Este es el nombre de la última actividad previa a la realización de la Feria Internacional del Libro de nuestra ciudad, correspondiente al presente año. El enriquecimiento de esta forma cultural por el que pasamos justificaba que nos pusiéramos a pensar a qué responde el gustoso fenómeno del teatro. Las limitaciones de Guayaquil para acoger y estimular todas las fases de la dramaturgia son históricas y parece que una convergencia de factores, en la actualidad, las va superando.
Cuatro voces autorizadas –Virgilio Valero, Montse Serra, Jaime Tamariz y Arturo Zöller– nos dieron material suficiente para apreciar qué pasa con este “modelo de producción” que es el microteatro y por qué la gente parece volcarse sobre él como actividad cultural que llene los ocios de la ciudad. Se redujo el espacio dramático a los términos de una habitación de casa y se comprimió dentro de él la acción representada y el texto que se pronuncia. Teatro para tiempos de crisis, afirmaron, en el cual los costos de producción, escenificación y taquilla se reducen tanto como el tiempo de la representación: de veinte a quince minutos.
Todo en él resulta desafiante: la experiencia del actor al tener que actuar con el público casi en sus narices, la coherencia de un texto que desarrolle todas sus instancias en un tiempo mínimo, la invisible mano fuerte del director para el control total de los elementos del drama. Cualquiera que desee hacer teatro seriamente sabe que tiene que desandar la montaña de la comicidad fácil, que hace reír a costa de malas palabras o afirmaciones de doble sentido. En el microteatro los gestos y las palabras se intensifican al calor de la reducción del espacio, por tanto, el abandono del rigor sería condenarlo a la muerte del arte.

Trabajo por realizar: Reproduce íntegramente y sin ninguna modificación el texto sobre el microteatro.

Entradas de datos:
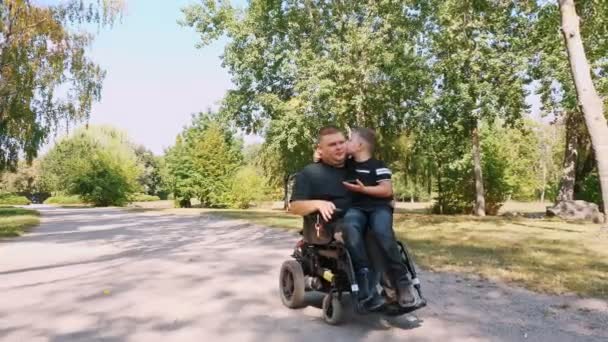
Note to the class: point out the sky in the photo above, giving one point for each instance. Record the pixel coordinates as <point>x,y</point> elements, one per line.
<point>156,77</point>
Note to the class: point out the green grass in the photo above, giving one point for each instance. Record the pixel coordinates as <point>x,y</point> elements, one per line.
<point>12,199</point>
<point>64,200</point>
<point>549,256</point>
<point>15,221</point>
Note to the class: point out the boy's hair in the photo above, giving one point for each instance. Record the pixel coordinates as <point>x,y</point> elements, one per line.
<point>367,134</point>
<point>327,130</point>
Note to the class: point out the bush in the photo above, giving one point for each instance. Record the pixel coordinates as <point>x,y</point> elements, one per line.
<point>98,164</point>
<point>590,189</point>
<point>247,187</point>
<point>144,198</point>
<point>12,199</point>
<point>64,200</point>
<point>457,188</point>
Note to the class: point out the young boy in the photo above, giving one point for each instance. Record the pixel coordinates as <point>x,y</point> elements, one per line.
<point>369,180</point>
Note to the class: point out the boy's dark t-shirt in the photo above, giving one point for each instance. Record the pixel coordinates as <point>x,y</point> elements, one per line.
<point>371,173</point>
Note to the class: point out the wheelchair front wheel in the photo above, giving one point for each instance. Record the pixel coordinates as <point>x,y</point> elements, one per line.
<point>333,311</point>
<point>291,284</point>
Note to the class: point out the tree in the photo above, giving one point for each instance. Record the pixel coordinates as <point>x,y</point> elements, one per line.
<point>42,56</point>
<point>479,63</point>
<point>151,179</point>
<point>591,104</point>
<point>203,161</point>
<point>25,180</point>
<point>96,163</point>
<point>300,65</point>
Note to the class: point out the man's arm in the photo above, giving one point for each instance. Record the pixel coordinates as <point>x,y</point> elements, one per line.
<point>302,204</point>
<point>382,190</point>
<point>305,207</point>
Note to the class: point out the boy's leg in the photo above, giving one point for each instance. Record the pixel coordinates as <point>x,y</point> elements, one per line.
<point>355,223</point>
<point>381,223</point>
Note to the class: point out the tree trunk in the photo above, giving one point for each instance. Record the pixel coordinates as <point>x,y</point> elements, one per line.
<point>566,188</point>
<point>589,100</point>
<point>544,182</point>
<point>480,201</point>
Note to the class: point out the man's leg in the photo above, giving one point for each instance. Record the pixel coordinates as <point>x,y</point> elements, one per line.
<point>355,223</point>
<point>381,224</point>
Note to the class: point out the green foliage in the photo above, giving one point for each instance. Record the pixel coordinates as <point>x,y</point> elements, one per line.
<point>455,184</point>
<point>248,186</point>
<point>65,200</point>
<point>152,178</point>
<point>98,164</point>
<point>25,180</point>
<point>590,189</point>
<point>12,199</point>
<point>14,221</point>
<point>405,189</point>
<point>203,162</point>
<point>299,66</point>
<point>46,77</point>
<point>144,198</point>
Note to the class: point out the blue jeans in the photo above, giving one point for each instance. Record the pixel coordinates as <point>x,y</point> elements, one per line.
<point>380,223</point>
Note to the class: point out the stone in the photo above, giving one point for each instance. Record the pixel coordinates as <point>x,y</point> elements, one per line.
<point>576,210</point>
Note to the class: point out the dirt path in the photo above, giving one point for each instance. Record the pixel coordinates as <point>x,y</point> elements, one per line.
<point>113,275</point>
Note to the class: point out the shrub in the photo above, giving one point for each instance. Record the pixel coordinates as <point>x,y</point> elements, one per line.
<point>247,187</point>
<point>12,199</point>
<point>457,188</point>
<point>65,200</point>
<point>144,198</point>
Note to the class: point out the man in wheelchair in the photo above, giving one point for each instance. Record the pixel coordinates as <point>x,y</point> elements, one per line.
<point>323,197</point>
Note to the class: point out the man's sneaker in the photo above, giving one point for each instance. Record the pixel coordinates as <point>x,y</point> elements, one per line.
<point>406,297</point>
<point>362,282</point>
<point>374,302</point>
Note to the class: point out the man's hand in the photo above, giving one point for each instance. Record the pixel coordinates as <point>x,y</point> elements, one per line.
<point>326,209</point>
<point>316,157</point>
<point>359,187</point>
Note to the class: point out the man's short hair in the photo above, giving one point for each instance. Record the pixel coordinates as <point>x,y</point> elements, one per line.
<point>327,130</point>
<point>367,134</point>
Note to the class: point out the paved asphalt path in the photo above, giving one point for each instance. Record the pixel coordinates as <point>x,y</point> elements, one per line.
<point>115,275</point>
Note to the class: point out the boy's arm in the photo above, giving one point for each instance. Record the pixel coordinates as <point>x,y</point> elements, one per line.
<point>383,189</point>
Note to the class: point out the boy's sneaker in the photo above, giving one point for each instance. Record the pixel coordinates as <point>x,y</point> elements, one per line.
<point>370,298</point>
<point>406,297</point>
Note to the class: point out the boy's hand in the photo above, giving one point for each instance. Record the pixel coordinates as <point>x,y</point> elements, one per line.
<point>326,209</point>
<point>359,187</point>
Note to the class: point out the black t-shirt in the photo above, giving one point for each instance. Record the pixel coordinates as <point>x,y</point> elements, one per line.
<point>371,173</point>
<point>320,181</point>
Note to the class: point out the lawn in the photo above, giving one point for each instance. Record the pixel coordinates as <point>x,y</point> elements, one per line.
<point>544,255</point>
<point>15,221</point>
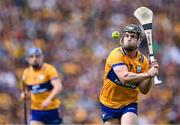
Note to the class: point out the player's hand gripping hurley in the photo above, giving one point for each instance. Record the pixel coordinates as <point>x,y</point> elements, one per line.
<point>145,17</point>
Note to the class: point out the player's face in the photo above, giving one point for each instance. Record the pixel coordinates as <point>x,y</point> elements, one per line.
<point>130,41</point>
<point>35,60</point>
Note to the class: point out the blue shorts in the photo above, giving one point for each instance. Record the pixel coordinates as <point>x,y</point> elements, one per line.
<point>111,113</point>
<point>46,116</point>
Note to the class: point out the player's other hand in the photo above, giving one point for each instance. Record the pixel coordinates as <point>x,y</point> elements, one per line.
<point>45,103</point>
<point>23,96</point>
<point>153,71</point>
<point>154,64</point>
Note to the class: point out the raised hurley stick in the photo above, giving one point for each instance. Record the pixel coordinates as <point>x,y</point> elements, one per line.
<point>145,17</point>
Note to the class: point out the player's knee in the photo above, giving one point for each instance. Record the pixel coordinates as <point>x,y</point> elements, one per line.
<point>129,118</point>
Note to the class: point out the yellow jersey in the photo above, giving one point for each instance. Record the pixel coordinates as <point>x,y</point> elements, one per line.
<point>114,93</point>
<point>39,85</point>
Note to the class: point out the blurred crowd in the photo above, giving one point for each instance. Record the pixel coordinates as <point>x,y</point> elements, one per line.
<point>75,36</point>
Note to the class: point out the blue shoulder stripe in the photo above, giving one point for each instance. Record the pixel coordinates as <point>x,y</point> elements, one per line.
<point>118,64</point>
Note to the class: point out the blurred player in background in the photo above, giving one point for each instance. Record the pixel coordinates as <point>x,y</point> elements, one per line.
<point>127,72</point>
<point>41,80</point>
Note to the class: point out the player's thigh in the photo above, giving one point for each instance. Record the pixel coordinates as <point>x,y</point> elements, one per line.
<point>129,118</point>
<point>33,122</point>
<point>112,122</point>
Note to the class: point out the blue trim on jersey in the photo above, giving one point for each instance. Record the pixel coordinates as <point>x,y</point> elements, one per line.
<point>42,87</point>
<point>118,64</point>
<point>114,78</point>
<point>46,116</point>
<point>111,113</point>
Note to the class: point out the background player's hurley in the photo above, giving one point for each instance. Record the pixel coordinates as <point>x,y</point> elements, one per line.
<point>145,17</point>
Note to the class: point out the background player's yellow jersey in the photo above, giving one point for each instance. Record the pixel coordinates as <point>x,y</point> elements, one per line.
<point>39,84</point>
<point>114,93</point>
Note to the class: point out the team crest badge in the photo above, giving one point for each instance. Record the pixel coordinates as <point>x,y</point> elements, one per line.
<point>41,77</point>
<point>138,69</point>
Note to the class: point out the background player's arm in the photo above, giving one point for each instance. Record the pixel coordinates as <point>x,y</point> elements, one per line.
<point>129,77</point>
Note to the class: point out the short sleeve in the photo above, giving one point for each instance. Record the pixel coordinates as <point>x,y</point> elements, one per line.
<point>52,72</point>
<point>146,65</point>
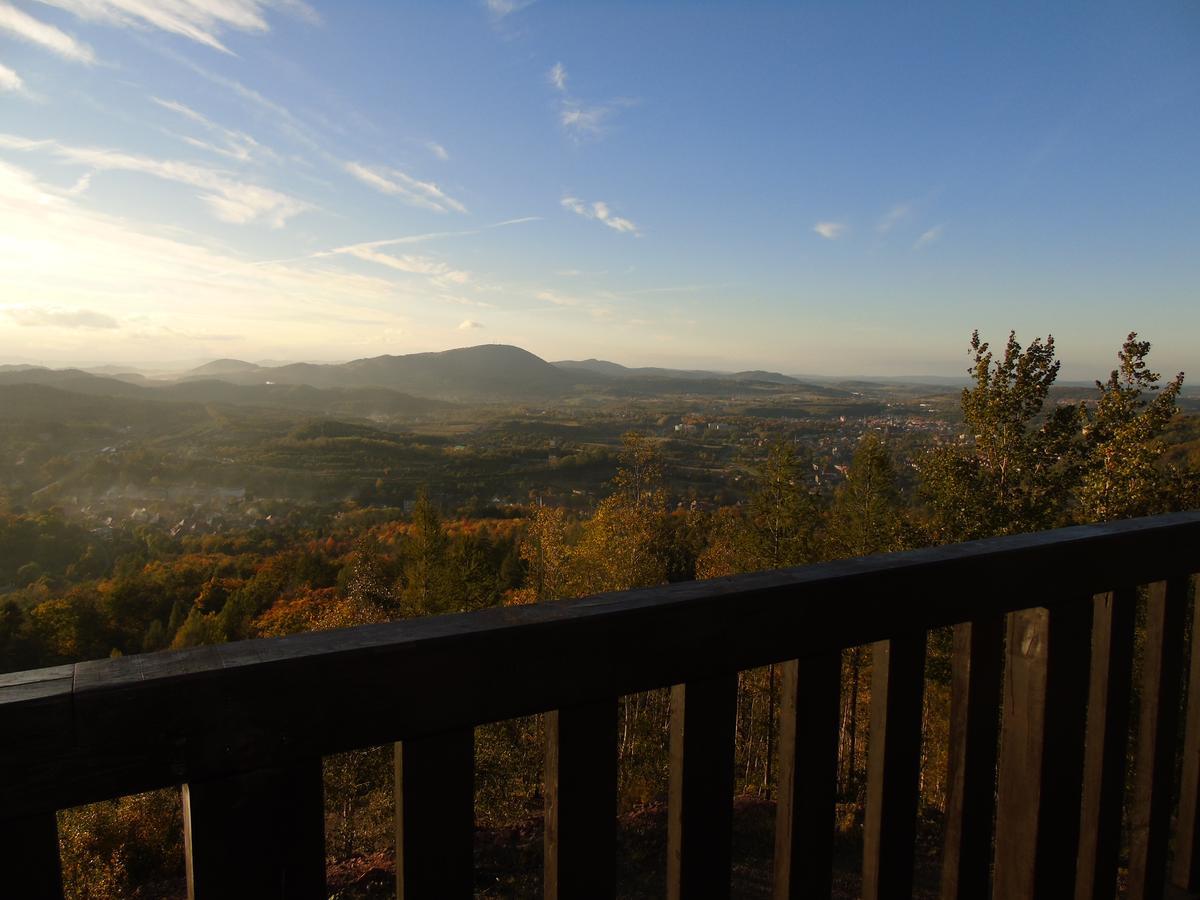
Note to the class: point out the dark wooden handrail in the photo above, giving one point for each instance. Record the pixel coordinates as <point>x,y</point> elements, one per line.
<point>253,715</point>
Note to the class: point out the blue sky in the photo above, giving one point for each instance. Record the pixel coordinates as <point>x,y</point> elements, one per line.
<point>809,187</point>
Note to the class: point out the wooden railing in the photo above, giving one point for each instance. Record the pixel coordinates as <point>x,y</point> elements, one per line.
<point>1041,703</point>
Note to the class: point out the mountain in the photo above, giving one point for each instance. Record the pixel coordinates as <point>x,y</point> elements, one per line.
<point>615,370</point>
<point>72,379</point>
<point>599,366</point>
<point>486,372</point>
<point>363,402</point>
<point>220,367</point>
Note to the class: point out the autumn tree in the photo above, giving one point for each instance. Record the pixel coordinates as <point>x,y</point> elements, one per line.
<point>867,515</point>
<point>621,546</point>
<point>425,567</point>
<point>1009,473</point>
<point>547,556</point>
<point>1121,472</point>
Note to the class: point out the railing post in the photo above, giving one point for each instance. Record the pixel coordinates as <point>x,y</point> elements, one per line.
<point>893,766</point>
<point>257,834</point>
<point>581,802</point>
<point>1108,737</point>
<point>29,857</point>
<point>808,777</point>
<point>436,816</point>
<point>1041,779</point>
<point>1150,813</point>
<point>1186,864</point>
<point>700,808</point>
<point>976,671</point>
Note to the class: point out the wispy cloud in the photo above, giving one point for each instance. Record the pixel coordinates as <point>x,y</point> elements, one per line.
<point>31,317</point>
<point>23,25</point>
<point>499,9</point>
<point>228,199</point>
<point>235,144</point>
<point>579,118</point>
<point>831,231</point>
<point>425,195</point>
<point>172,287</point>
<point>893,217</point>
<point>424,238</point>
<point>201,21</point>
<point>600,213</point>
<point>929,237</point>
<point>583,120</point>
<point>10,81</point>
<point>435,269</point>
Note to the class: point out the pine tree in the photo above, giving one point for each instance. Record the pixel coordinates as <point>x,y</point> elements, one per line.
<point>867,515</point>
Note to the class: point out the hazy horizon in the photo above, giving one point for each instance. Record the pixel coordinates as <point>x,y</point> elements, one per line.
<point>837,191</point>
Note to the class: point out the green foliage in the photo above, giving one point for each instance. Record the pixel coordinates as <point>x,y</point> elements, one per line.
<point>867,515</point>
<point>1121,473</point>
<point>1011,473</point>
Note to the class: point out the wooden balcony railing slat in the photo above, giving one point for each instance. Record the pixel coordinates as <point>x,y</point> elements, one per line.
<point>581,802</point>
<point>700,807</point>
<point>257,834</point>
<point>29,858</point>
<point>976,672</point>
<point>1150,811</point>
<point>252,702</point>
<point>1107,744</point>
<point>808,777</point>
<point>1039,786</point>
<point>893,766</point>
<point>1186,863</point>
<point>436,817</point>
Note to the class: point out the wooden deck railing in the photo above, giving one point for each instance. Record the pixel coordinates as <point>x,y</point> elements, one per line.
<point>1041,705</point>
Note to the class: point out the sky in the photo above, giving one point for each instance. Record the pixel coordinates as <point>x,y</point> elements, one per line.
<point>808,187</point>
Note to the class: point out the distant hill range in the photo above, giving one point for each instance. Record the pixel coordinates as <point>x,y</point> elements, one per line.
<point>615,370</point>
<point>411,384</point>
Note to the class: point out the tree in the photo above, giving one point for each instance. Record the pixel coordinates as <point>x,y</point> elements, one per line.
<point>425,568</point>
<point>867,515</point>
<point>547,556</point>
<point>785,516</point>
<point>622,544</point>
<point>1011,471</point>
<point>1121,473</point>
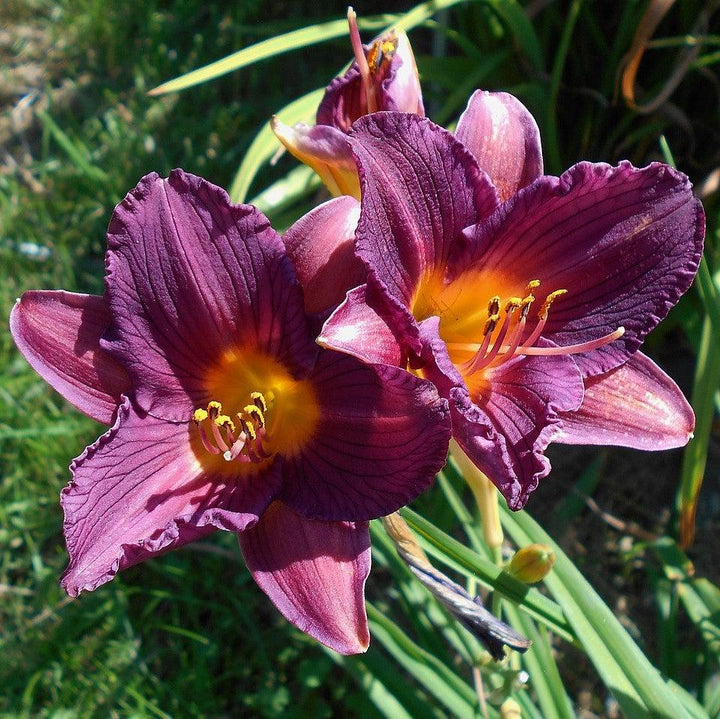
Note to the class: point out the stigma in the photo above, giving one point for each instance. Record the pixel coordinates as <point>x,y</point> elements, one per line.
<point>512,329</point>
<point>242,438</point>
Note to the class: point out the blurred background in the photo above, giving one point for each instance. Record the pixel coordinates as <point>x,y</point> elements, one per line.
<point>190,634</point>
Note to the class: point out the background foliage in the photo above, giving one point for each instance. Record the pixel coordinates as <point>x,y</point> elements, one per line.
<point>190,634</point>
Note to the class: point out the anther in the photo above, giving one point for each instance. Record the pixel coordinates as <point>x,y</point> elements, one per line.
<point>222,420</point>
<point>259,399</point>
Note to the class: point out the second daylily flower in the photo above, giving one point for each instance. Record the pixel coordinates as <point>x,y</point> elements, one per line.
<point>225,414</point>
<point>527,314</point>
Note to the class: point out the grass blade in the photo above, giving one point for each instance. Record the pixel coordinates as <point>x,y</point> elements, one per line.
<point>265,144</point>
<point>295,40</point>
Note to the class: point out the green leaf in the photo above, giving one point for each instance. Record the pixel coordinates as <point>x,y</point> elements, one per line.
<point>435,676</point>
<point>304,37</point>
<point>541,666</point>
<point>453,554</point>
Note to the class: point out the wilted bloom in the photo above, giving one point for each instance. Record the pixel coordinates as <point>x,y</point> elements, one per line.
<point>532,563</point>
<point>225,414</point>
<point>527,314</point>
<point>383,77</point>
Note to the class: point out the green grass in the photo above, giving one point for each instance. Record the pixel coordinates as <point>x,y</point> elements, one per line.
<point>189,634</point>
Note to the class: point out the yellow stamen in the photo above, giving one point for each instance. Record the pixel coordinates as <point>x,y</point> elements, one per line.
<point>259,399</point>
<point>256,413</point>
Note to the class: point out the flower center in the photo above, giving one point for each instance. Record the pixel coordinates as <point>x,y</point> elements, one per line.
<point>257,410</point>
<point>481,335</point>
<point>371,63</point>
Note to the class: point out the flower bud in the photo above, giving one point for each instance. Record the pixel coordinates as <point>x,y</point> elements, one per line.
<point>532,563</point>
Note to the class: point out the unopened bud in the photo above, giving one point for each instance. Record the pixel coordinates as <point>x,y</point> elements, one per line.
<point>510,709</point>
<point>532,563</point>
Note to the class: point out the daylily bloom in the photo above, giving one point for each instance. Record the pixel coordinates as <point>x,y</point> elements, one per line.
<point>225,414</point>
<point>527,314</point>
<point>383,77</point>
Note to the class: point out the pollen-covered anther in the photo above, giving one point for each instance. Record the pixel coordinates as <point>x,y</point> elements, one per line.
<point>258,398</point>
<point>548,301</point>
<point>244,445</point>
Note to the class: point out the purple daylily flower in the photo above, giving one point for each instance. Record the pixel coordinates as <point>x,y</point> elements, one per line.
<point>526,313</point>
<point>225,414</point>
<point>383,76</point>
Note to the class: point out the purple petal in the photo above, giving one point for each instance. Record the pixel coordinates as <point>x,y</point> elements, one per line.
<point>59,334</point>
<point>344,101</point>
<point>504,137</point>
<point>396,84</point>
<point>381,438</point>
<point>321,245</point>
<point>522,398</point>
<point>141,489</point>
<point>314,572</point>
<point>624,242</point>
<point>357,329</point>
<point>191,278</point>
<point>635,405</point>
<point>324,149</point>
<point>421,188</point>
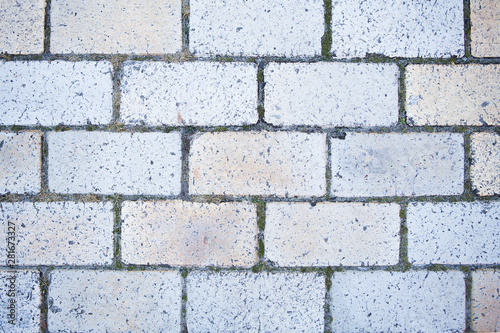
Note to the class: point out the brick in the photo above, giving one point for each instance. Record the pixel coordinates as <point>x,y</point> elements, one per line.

Respuesta correcta:
Este es el nombre de la última actividad previa a la realización de la Feria Internacional del Libro de nuestra ciudad, correspondiente al presente año. El enriquecimiento de esta forma cultural por el que pasamos justificaba que nos pusiéramos a pensar a qué responde el gustoso fenómeno del teatro. Las limitaciones de Guayaquil para acoger y estimular todas las fases de la dramaturgia son históricas y parece que una convergencia de factores, en la actualidad, las va superando.
Cuatro voces autorizadas –Virgilio Valero, Montse Serra, Jaime Tamariz y Arturo Zöller– nos dieron material suficiente para apreciar qué pasa con este “modelo de producción” que es el microteatro y por qué la gente parece volcarse sobre él como actividad cultural que llene los ocios de la ciudad. Se redujo el espacio dramático a los términos de una habitación de casa y se comprimió dentro de él la acción representada y el texto que se pronuncia. Teatro para tiempos de crisis, afirmaron, en el cual los costos de producción, escenificación y taquilla se reducen tanto como el tiempo de la representación: de veinte a quince minutos.
Todo en él resulta desafiante: la experiencia del actor al tener que actuar con el público casi en sus narices, la coherencia de un texto que desarrolle todas sus instancias en un tiempo mínimo, la invisible mano fuerte del director para el control total de los elementos del drama. Cualquiera que desee hacer teatro seriamente sabe que tiene que desandar la montaña de la comicidad fácil, que hace reír a costa de malas palabras o afirmaciones de doble sentido. En el microteatro los gestos y las palabras se intensifican al calor de la reducción del espacio, por tanto, el abandono del rigor sería condenarlo a la muerte del arte.